* [Text passage]:

First, the national-level total amount of LAT grants is determined based on the amount of central tax revenues and political and bureaucratic processes in the central government.Footnote 13 Second, the LAT grant is distributed to individual local bodies based on the same formulas (8) and (9) in Sect. 3.1. In the Japanese fiscal equalization scheme, NEED is officially referred to as “Standard Fiscal Need” and is calculated annually by the central government. CAP is officially referred to as Standard Fiscal Revenue and is also calculated annually by the central government.Footnote 14

The assumed DGP under this scheme is similar to the DGPs in the MC simulations. That is, I expect a smooth nonlinear relationship between the need-capacity gap (V) and local expenditure (EXP) because various covariates should affect both need-capacity gap and local expenditure in various, often nonlinear, ways (see also footnote 11). One difference from the DGPs in the MC simulations is that observed and unobserved variables (X and U in Fig. 3) should affect both NEED and CAP, whereas the DGPs in the MC simulations are constructed such that these variables affect only NEED. This difference, however, does not affect my empirical strategy of employing an RK design that exploits the deterministic kink in the assignment variable V.

* [Problem A]: From the passage on LAT grants above, extract the text between "The assumed DGP" and "assignment variable V.", inclusive.
* [Problem B]: In the passage on LAT grants above, what is NEED officially called in the Japanese fiscal equalization scheme?

* [Entries shown]:
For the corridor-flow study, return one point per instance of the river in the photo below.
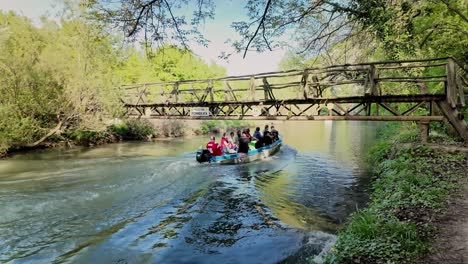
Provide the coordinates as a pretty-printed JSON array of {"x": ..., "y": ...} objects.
[{"x": 151, "y": 202}]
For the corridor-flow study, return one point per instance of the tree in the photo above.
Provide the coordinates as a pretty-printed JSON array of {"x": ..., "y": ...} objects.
[
  {"x": 154, "y": 20},
  {"x": 317, "y": 25}
]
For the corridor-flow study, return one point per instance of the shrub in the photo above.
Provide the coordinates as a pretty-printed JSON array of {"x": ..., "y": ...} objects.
[
  {"x": 132, "y": 129},
  {"x": 89, "y": 137}
]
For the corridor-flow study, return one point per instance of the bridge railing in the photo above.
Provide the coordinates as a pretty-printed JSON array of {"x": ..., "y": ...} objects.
[{"x": 410, "y": 77}]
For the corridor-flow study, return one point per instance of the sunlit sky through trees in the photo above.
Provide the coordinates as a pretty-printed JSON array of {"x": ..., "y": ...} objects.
[{"x": 217, "y": 31}]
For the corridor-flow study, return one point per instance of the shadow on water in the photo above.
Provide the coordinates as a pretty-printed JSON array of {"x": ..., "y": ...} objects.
[{"x": 135, "y": 203}]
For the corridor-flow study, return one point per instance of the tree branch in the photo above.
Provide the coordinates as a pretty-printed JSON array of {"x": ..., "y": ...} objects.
[
  {"x": 258, "y": 28},
  {"x": 458, "y": 12},
  {"x": 140, "y": 15},
  {"x": 176, "y": 25}
]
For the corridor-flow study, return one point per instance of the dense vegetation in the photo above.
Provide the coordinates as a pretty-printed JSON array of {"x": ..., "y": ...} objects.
[
  {"x": 412, "y": 184},
  {"x": 60, "y": 78}
]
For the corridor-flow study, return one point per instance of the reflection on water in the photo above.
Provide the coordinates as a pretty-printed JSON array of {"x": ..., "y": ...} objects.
[{"x": 152, "y": 203}]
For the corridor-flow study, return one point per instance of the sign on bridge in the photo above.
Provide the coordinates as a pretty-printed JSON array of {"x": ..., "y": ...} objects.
[{"x": 199, "y": 111}]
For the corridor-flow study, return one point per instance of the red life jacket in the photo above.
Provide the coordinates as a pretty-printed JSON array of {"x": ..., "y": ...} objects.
[
  {"x": 213, "y": 147},
  {"x": 224, "y": 142}
]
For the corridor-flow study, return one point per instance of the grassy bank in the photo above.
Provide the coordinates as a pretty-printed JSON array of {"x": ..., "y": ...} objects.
[
  {"x": 131, "y": 129},
  {"x": 410, "y": 190}
]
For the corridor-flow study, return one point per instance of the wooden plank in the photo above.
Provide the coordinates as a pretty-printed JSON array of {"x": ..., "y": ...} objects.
[
  {"x": 461, "y": 92},
  {"x": 350, "y": 99},
  {"x": 252, "y": 88},
  {"x": 311, "y": 118},
  {"x": 459, "y": 125},
  {"x": 451, "y": 86}
]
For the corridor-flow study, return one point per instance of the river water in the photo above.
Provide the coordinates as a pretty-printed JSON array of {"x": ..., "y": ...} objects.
[{"x": 151, "y": 202}]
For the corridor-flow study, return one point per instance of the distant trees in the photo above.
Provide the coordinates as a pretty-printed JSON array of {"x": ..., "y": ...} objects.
[
  {"x": 406, "y": 28},
  {"x": 66, "y": 76}
]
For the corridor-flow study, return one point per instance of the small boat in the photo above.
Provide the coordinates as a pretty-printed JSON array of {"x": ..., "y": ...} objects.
[{"x": 203, "y": 155}]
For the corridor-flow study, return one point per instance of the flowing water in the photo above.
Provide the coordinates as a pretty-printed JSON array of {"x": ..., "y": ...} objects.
[{"x": 151, "y": 202}]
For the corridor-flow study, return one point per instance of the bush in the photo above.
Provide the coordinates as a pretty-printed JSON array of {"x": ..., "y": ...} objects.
[
  {"x": 132, "y": 129},
  {"x": 172, "y": 128},
  {"x": 89, "y": 137},
  {"x": 411, "y": 186}
]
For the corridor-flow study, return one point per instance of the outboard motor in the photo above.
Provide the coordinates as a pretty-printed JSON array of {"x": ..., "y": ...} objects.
[{"x": 203, "y": 155}]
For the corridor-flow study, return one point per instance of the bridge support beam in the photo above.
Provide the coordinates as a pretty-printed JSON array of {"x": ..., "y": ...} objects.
[{"x": 424, "y": 130}]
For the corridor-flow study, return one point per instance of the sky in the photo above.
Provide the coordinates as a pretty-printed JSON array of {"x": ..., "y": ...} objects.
[{"x": 217, "y": 31}]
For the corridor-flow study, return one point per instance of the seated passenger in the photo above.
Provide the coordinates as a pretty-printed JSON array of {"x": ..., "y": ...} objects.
[
  {"x": 267, "y": 140},
  {"x": 257, "y": 134},
  {"x": 274, "y": 133},
  {"x": 265, "y": 131},
  {"x": 232, "y": 142},
  {"x": 259, "y": 143},
  {"x": 224, "y": 142},
  {"x": 214, "y": 147},
  {"x": 247, "y": 134},
  {"x": 243, "y": 144}
]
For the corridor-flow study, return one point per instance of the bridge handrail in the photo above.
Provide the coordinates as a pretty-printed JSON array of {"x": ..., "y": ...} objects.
[{"x": 294, "y": 72}]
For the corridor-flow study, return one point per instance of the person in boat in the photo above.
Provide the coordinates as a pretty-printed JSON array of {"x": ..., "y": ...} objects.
[
  {"x": 259, "y": 143},
  {"x": 274, "y": 133},
  {"x": 213, "y": 147},
  {"x": 257, "y": 135},
  {"x": 238, "y": 136},
  {"x": 247, "y": 133},
  {"x": 224, "y": 143},
  {"x": 265, "y": 131},
  {"x": 243, "y": 144},
  {"x": 267, "y": 139},
  {"x": 232, "y": 141}
]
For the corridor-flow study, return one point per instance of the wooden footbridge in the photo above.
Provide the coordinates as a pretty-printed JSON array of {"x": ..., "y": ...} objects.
[{"x": 412, "y": 90}]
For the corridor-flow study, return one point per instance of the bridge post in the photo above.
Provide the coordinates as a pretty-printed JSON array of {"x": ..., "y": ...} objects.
[
  {"x": 424, "y": 131},
  {"x": 451, "y": 85},
  {"x": 252, "y": 88},
  {"x": 305, "y": 84},
  {"x": 210, "y": 88}
]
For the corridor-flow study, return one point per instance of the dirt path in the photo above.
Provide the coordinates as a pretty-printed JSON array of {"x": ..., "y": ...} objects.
[{"x": 451, "y": 244}]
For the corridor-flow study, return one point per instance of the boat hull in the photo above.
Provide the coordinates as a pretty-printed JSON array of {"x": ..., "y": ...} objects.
[{"x": 252, "y": 155}]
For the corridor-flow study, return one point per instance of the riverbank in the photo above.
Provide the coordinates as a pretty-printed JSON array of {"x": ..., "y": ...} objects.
[
  {"x": 130, "y": 130},
  {"x": 413, "y": 187}
]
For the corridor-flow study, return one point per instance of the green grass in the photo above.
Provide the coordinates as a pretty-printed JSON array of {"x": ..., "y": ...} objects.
[
  {"x": 410, "y": 188},
  {"x": 132, "y": 129}
]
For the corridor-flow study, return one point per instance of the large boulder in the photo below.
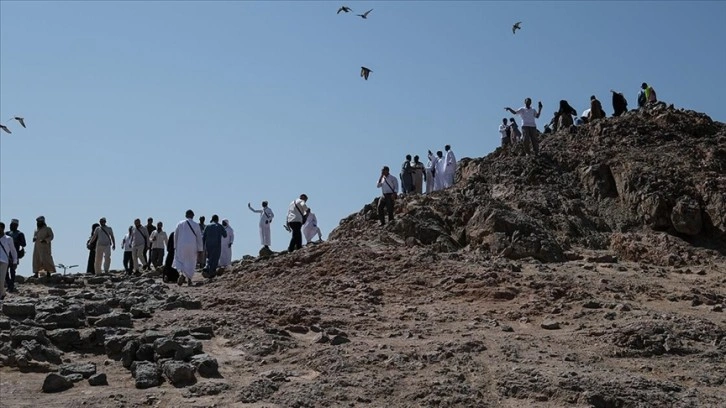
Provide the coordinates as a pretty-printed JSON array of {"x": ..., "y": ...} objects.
[{"x": 56, "y": 383}]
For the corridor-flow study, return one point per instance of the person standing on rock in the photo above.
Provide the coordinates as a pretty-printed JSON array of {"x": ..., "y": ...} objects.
[
  {"x": 310, "y": 228},
  {"x": 147, "y": 252},
  {"x": 201, "y": 262},
  {"x": 158, "y": 243},
  {"x": 212, "y": 239},
  {"x": 169, "y": 274},
  {"x": 296, "y": 217},
  {"x": 105, "y": 243},
  {"x": 620, "y": 104},
  {"x": 266, "y": 216},
  {"x": 42, "y": 253},
  {"x": 529, "y": 124},
  {"x": 596, "y": 111},
  {"x": 8, "y": 257},
  {"x": 418, "y": 175},
  {"x": 429, "y": 174},
  {"x": 126, "y": 246},
  {"x": 20, "y": 244},
  {"x": 389, "y": 190},
  {"x": 91, "y": 246},
  {"x": 440, "y": 176},
  {"x": 407, "y": 176},
  {"x": 139, "y": 244},
  {"x": 225, "y": 259},
  {"x": 504, "y": 132},
  {"x": 188, "y": 247},
  {"x": 450, "y": 169},
  {"x": 514, "y": 132}
]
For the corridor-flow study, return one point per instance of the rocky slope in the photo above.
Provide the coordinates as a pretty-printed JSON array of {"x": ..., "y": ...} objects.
[{"x": 591, "y": 276}]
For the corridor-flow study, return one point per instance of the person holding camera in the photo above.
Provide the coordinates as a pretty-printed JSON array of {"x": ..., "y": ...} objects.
[
  {"x": 266, "y": 216},
  {"x": 297, "y": 214},
  {"x": 529, "y": 126},
  {"x": 389, "y": 188}
]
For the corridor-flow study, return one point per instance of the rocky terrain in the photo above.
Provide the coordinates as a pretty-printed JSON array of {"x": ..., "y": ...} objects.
[{"x": 590, "y": 276}]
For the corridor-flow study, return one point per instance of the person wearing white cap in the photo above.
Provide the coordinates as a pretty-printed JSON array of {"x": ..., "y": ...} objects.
[
  {"x": 266, "y": 216},
  {"x": 105, "y": 243},
  {"x": 42, "y": 255},
  {"x": 8, "y": 256},
  {"x": 20, "y": 244},
  {"x": 225, "y": 259},
  {"x": 310, "y": 228},
  {"x": 188, "y": 248}
]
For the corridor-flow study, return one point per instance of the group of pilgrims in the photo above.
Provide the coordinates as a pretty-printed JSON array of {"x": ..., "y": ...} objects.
[
  {"x": 565, "y": 117},
  {"x": 438, "y": 173}
]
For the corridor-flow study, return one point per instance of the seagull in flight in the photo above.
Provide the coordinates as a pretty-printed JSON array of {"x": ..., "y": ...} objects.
[
  {"x": 19, "y": 119},
  {"x": 516, "y": 27},
  {"x": 364, "y": 15}
]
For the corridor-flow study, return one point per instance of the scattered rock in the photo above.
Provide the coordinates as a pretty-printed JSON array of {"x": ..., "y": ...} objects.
[
  {"x": 98, "y": 379},
  {"x": 56, "y": 383}
]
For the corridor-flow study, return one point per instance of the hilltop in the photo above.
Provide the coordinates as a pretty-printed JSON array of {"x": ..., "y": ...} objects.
[{"x": 591, "y": 275}]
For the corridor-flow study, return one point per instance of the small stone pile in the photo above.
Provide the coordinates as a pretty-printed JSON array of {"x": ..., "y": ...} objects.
[{"x": 96, "y": 315}]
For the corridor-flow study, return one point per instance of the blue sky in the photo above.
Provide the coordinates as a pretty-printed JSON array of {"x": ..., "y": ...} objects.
[{"x": 139, "y": 109}]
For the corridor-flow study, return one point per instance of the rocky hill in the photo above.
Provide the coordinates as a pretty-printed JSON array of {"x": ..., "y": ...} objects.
[{"x": 590, "y": 276}]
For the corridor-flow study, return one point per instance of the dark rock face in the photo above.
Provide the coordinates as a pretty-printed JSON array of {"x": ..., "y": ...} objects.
[
  {"x": 84, "y": 369},
  {"x": 19, "y": 310},
  {"x": 98, "y": 379},
  {"x": 178, "y": 373},
  {"x": 56, "y": 383},
  {"x": 643, "y": 172},
  {"x": 146, "y": 374}
]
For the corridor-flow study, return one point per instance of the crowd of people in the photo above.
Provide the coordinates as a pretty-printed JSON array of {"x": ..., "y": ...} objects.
[
  {"x": 436, "y": 175},
  {"x": 565, "y": 117},
  {"x": 190, "y": 246},
  {"x": 195, "y": 245}
]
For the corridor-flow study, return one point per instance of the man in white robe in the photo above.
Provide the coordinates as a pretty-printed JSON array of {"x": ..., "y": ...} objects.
[
  {"x": 450, "y": 169},
  {"x": 266, "y": 216},
  {"x": 440, "y": 176},
  {"x": 187, "y": 247},
  {"x": 430, "y": 166},
  {"x": 310, "y": 228},
  {"x": 225, "y": 259}
]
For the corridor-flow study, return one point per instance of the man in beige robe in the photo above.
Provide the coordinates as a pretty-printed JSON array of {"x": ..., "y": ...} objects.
[{"x": 42, "y": 256}]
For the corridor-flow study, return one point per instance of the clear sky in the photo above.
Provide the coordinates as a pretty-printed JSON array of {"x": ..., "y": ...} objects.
[{"x": 138, "y": 109}]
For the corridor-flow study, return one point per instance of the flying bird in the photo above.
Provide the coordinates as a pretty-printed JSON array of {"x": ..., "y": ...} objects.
[
  {"x": 516, "y": 27},
  {"x": 21, "y": 120},
  {"x": 364, "y": 15}
]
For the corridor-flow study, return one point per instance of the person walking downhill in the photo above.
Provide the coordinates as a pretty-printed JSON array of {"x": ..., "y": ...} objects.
[
  {"x": 105, "y": 243},
  {"x": 126, "y": 246},
  {"x": 20, "y": 244},
  {"x": 389, "y": 190},
  {"x": 188, "y": 247},
  {"x": 8, "y": 257},
  {"x": 139, "y": 244},
  {"x": 42, "y": 251},
  {"x": 225, "y": 259},
  {"x": 212, "y": 238},
  {"x": 296, "y": 217},
  {"x": 529, "y": 124},
  {"x": 91, "y": 246},
  {"x": 158, "y": 243},
  {"x": 266, "y": 216}
]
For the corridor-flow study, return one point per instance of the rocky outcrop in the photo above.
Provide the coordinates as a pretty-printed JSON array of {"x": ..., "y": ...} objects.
[{"x": 655, "y": 170}]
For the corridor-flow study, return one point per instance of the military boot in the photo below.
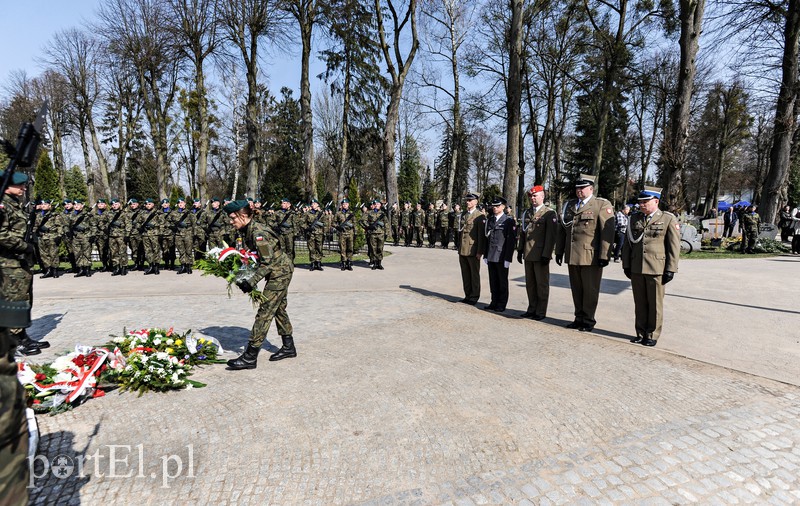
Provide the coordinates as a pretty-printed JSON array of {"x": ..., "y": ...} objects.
[
  {"x": 286, "y": 351},
  {"x": 247, "y": 360}
]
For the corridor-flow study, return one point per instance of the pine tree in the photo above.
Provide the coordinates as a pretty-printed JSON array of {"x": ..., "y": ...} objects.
[
  {"x": 45, "y": 184},
  {"x": 75, "y": 184}
]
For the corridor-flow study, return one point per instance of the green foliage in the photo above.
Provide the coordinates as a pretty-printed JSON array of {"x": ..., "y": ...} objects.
[
  {"x": 75, "y": 184},
  {"x": 408, "y": 180},
  {"x": 45, "y": 184}
]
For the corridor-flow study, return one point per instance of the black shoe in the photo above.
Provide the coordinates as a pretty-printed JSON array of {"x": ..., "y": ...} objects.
[
  {"x": 246, "y": 360},
  {"x": 287, "y": 350}
]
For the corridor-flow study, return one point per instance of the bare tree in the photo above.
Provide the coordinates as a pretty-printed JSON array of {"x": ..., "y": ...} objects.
[
  {"x": 398, "y": 67},
  {"x": 194, "y": 26},
  {"x": 245, "y": 23}
]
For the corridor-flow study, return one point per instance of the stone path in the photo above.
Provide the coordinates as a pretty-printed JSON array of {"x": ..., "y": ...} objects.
[{"x": 400, "y": 396}]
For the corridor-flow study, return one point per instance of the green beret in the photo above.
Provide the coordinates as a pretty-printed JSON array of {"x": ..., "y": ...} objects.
[
  {"x": 236, "y": 205},
  {"x": 17, "y": 178}
]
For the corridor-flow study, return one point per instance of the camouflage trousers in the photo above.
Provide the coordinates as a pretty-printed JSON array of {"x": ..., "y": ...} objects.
[
  {"x": 272, "y": 308},
  {"x": 346, "y": 245},
  {"x": 152, "y": 249},
  {"x": 315, "y": 246},
  {"x": 48, "y": 251},
  {"x": 184, "y": 245},
  {"x": 82, "y": 248},
  {"x": 14, "y": 470},
  {"x": 117, "y": 251},
  {"x": 376, "y": 243}
]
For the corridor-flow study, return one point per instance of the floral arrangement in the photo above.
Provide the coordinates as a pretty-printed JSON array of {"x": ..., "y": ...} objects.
[
  {"x": 229, "y": 263},
  {"x": 141, "y": 361}
]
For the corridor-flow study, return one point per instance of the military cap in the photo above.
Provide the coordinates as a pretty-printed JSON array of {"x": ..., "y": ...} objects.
[
  {"x": 585, "y": 180},
  {"x": 17, "y": 178},
  {"x": 236, "y": 205},
  {"x": 649, "y": 193}
]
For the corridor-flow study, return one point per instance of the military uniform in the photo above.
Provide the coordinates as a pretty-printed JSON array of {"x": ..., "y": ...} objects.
[
  {"x": 48, "y": 233},
  {"x": 277, "y": 268},
  {"x": 584, "y": 241},
  {"x": 537, "y": 239},
  {"x": 345, "y": 225},
  {"x": 150, "y": 224},
  {"x": 81, "y": 229},
  {"x": 650, "y": 258},
  {"x": 315, "y": 227},
  {"x": 750, "y": 223},
  {"x": 470, "y": 249},
  {"x": 119, "y": 228},
  {"x": 375, "y": 227}
]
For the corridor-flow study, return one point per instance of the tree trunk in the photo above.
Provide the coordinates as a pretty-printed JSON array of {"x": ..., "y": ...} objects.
[
  {"x": 783, "y": 130},
  {"x": 514, "y": 98},
  {"x": 305, "y": 107},
  {"x": 674, "y": 157}
]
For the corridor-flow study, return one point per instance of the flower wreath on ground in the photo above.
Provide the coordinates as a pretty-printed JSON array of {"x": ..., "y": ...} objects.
[
  {"x": 230, "y": 264},
  {"x": 144, "y": 360}
]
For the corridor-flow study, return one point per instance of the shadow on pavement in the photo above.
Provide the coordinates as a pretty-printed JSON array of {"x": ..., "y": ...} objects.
[
  {"x": 42, "y": 326},
  {"x": 235, "y": 338},
  {"x": 607, "y": 286},
  {"x": 734, "y": 304}
]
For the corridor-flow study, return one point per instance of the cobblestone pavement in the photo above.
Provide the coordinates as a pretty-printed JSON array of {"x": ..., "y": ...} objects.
[{"x": 400, "y": 396}]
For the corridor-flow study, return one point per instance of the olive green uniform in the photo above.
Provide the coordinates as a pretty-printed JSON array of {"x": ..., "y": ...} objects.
[
  {"x": 16, "y": 281},
  {"x": 585, "y": 239},
  {"x": 537, "y": 239},
  {"x": 653, "y": 248}
]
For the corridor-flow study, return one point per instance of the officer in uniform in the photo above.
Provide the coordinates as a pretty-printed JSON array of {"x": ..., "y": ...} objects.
[
  {"x": 499, "y": 247},
  {"x": 199, "y": 230},
  {"x": 150, "y": 223},
  {"x": 167, "y": 236},
  {"x": 375, "y": 227},
  {"x": 81, "y": 229},
  {"x": 315, "y": 227},
  {"x": 16, "y": 280},
  {"x": 183, "y": 223},
  {"x": 470, "y": 249},
  {"x": 345, "y": 225},
  {"x": 277, "y": 268},
  {"x": 750, "y": 223},
  {"x": 133, "y": 214},
  {"x": 537, "y": 239},
  {"x": 650, "y": 260},
  {"x": 64, "y": 220},
  {"x": 48, "y": 233},
  {"x": 118, "y": 229},
  {"x": 216, "y": 221},
  {"x": 584, "y": 241}
]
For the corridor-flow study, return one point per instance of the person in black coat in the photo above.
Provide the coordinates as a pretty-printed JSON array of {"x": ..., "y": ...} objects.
[{"x": 499, "y": 250}]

* [Written solution A]:
The assumed DGP under this scheme is similar to the DGPs in the MC simulations. That is, I expect a smooth nonlinear relationship between the need-capacity gap (V) and local expenditure (EXP) because various covariates should affect both need-capacity gap and local expenditure in various, often nonlinear, ways (see also footnote 11). One difference from the DGPs in the MC simulations is that observed and unobserved variables (X and U in Fig. 3) should affect both NEED and CAP, whereas the DGPs in the MC simulations are constructed such that these variables affect only NEED. This difference, however, does not affect my empirical strategy of employing an RK design that exploits the deterministic kink in the assignment variable V.

* [Written solution B]: Standard Fiscal Need